* **Brontekst**:
Artikel: Klassenjustitie, witteboordencriminaliteit en de Goddelijke Komedie
/De afdoening van de witwasstrafzaak tegen ING was voor de Kamerleden Nispen en Buitenweg aanleiding om een Kamermotie in te dienen waarin werd gevraagd om een onderzoek naar klassenjustitie in Nederland. Was de transactie van € 775 miljoen tegen de bank (rechtspersoon) en het niet vervolgen van bestuurders een voorbeeld van ‘illegitieme bevoordeling van de heersende klasse in de Nederlandse strafrechtketen’, oftewel klassenjustitie? En is de afdoening illustratief voor een breder patroon van bevoordeling van wittenboordencriminelen? Het verkennende kwalitatieve onderzoek biedt een zeer lezenswaardige verkenning van het concept van klassenjustitie, verschijningsvormen en mogelijke verklaringen. Een eenduidig antwoord op de vraag die de aanleiding was voor het onderzoek – is er sprake van klassenjustitie bij wittenboordencriminaliteit – moeten de onderzoekers echter schuldig blijven.

* **Opdracht 1**: Vat de alinea uit het artikel over klassenjustitie die begint met "De afdoening van de witwasstrafzaak" beknopter samen en behoud daarbij de belangrijkste feiten.
Het artikel en de records komen uit verschillende bronnen.

Vermeldingen uit een verzameling:
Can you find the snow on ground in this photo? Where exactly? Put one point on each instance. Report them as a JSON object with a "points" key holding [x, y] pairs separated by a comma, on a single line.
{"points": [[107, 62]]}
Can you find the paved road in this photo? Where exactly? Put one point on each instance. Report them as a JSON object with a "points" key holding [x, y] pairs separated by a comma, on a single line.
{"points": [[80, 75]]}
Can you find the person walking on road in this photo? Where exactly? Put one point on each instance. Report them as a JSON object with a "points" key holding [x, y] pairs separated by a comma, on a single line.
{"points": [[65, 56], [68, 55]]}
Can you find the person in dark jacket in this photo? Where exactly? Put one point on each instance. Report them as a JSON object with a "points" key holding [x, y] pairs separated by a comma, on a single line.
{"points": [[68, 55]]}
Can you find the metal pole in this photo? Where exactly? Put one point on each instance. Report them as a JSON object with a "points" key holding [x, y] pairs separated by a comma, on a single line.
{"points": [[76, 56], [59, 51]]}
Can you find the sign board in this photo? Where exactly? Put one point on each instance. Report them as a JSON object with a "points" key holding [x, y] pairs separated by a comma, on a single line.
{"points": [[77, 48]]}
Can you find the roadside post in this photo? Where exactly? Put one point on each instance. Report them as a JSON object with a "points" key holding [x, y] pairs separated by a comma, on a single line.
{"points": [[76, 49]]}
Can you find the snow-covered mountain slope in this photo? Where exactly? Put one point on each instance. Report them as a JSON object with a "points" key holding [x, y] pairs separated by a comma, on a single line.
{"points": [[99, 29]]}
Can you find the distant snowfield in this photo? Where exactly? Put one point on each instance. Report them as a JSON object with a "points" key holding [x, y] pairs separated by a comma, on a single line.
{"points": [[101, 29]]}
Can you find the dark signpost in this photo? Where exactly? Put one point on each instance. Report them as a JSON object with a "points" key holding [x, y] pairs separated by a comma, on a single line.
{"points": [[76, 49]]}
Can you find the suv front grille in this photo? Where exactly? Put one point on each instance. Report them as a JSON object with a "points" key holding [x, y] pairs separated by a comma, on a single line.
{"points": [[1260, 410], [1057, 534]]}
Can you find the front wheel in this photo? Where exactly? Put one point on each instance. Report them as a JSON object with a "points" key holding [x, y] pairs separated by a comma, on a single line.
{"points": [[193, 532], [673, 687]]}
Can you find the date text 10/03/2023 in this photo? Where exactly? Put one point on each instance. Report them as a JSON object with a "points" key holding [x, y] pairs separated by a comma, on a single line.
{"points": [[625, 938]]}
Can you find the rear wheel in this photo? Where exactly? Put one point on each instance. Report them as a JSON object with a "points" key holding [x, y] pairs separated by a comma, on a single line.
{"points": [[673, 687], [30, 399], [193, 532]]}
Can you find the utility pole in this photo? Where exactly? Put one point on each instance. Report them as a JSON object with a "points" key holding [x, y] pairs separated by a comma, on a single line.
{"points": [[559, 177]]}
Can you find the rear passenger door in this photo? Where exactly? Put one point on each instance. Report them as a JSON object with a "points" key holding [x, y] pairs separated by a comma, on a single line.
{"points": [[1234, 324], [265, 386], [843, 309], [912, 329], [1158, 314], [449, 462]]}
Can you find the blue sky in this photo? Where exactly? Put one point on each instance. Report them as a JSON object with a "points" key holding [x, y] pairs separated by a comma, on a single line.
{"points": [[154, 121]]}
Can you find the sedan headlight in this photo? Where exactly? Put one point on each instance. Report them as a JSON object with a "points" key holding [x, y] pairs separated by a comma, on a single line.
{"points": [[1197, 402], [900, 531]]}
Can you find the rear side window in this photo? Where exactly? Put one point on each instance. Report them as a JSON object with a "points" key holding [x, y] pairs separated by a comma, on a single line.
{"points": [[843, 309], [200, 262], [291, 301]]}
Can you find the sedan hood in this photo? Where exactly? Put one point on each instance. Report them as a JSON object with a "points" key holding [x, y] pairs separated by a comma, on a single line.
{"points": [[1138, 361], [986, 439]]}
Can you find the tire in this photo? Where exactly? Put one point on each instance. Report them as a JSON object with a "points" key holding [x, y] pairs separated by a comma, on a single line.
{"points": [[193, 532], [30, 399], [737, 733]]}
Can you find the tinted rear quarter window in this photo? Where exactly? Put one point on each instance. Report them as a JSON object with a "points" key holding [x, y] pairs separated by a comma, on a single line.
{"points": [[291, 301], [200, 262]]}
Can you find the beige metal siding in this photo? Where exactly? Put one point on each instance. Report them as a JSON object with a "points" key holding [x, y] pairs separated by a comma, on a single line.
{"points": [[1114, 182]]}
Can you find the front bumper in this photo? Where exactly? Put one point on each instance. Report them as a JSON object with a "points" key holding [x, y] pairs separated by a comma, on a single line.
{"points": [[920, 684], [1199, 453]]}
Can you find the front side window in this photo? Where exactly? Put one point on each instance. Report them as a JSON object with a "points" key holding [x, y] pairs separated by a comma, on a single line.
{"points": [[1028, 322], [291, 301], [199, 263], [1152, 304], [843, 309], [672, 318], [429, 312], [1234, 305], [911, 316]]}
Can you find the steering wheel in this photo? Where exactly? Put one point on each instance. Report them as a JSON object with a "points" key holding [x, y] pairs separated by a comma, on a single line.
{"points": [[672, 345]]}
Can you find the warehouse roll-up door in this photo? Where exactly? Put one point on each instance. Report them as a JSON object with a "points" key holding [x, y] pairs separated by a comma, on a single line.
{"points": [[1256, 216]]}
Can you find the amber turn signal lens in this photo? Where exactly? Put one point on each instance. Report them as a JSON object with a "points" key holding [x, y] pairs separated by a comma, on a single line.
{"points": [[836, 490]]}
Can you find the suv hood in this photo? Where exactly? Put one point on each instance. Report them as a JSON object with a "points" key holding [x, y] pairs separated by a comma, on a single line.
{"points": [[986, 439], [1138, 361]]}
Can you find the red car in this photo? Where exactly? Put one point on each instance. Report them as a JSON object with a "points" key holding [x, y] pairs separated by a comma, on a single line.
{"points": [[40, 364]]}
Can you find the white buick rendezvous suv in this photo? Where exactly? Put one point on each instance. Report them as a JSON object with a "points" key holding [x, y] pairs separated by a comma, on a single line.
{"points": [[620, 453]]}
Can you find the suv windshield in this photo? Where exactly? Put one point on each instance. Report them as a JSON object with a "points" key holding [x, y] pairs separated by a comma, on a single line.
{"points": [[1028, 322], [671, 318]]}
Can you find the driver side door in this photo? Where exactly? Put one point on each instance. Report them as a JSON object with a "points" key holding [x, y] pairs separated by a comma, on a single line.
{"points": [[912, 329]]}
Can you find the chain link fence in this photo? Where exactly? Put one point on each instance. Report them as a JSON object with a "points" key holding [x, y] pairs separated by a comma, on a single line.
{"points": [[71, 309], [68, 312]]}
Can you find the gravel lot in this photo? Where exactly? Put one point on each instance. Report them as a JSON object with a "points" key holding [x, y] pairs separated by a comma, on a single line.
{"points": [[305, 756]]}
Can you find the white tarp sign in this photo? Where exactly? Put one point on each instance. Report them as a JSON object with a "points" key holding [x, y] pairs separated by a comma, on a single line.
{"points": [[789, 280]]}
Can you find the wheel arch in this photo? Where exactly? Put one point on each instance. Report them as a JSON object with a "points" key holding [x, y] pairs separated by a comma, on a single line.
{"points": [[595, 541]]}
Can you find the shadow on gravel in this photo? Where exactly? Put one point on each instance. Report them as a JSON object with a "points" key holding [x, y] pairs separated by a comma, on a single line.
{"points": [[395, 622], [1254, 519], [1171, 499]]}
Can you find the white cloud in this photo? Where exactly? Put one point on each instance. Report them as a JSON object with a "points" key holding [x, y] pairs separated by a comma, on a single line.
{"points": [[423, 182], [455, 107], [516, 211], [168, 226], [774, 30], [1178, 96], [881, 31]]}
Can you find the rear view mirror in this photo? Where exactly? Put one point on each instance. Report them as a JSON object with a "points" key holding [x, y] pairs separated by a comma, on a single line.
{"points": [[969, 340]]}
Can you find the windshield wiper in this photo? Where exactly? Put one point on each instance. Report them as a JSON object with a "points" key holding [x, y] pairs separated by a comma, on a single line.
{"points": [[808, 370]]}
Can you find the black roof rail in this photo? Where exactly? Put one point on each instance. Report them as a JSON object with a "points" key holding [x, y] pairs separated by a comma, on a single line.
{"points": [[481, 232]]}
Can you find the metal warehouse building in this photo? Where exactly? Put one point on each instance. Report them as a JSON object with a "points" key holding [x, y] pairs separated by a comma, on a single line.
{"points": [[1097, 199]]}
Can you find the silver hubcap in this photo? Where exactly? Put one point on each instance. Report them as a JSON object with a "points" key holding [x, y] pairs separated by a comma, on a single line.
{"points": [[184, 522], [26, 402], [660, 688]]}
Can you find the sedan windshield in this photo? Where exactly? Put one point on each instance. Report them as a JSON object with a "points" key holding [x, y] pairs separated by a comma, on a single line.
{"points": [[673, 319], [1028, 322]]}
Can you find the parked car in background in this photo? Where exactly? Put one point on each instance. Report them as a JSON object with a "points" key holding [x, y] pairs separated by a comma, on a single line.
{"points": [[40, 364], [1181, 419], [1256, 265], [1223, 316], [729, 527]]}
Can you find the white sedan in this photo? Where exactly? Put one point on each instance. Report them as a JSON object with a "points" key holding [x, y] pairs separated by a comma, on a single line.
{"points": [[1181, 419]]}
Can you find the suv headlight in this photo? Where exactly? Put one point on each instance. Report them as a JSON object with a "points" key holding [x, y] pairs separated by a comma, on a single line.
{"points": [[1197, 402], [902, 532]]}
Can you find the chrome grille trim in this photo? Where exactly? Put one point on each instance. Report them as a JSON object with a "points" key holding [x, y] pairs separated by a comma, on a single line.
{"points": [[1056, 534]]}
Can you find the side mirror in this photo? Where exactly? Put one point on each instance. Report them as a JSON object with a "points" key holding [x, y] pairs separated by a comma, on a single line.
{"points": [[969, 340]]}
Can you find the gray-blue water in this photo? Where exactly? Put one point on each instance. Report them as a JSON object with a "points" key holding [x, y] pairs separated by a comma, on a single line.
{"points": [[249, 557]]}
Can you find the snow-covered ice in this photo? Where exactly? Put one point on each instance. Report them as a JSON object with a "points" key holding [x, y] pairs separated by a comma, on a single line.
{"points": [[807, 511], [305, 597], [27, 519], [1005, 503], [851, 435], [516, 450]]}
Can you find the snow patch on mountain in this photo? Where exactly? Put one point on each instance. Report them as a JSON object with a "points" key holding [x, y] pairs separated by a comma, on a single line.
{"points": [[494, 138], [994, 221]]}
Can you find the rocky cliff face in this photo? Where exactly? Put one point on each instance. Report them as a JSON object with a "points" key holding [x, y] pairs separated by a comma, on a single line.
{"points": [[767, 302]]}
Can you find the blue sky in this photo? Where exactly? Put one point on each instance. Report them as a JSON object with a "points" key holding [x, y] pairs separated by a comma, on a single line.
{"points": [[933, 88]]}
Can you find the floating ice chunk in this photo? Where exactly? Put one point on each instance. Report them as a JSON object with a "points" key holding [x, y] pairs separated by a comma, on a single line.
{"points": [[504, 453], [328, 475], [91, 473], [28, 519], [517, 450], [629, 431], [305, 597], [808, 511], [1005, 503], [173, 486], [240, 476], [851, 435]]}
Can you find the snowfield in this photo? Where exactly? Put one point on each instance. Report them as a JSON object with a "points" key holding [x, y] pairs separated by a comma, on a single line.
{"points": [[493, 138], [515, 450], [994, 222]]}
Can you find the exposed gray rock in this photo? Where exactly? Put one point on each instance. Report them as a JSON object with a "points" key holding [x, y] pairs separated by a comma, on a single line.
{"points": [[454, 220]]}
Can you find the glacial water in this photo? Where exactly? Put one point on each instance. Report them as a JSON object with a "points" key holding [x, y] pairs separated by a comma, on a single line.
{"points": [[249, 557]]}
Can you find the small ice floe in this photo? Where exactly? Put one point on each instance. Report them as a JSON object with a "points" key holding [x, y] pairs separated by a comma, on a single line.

* **Opdracht 2**: Verzamel elke regel uit de records waarin het woord "pole" voorkomt.

* **Resultaat opdracht 1**: Na de afdoening van de witwasstrafzaak tegen ING dienden de Kamerleden Nispen en Buitenweg een motie in. Daarin vroegen ze om een onderzoek naar klassenjustitie in Nederland. De vraag was of de transactie van € 775 miljoen met de bank en het niet vervolgen van bestuurders klassenjustitie was. Ook moest blijken of dit past in een breder patroon van bevoordeling bij witteboordencriminaliteit. Het verkennende kwalitatieve onderzoek verkent het begrip klassenjustitie, de verschijningsvormen en mogelijke verklaringen. Een eenduidig antwoord op de vraag of er bij witteboordencriminaliteit sprake is van klassenjustitie, geeft het onderzoek niet.

* **Resultaat opdracht 2**:
Can you find the metal pole in this photo? Where exactly? Put one point on each instance. Report them as a JSON object with a "points" key holding [x, y] pairs separated by a comma, on a single line.
Can you find the utility pole in this photo? Where exactly? Put one point on each instance. Report them as a JSON object with a "points" key holding [x, y] pairs separated by a comma, on a single line.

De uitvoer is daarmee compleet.